§ **Work to be completed**
The answer must be one number: how many lines in the records below contain the string "concrete".

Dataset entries
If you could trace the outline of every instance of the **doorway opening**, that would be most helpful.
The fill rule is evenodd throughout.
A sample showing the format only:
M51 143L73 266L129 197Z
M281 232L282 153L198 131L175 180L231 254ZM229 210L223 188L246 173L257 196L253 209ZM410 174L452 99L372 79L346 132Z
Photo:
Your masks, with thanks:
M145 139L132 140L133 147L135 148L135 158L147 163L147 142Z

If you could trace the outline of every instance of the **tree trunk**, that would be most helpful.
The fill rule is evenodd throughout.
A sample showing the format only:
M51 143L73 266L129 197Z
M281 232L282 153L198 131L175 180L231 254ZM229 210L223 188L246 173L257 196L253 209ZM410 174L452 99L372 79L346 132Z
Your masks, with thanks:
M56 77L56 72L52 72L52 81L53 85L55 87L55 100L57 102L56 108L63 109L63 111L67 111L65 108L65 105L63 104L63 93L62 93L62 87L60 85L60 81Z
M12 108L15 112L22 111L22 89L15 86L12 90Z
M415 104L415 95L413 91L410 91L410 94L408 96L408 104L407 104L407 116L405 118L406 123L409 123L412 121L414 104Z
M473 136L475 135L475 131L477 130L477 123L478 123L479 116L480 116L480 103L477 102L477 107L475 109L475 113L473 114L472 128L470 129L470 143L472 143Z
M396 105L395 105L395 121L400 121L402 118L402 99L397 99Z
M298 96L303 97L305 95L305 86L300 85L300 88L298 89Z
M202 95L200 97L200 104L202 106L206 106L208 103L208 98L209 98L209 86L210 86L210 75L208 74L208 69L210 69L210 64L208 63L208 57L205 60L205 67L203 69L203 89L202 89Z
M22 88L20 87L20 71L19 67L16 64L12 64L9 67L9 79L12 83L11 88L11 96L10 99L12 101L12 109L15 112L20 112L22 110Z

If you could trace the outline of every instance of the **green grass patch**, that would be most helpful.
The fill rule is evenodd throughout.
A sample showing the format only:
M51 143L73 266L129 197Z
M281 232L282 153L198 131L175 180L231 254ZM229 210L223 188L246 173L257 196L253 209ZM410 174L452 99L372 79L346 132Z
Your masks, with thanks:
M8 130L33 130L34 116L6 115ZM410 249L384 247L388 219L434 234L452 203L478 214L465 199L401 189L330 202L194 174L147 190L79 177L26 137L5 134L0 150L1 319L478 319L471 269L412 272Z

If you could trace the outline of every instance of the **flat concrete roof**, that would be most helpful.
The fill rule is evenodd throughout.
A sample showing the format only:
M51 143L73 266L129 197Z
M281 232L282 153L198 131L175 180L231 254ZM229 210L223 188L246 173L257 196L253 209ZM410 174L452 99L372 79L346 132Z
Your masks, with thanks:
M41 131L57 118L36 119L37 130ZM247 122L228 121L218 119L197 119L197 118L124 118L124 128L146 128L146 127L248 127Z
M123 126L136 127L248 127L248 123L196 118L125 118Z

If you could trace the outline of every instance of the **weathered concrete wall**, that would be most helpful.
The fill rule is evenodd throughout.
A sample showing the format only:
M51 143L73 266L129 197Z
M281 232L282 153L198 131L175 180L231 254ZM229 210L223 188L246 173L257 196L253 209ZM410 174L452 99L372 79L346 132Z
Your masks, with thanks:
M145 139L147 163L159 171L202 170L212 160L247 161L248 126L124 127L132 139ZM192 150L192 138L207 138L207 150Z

§ **Solution to the problem**
2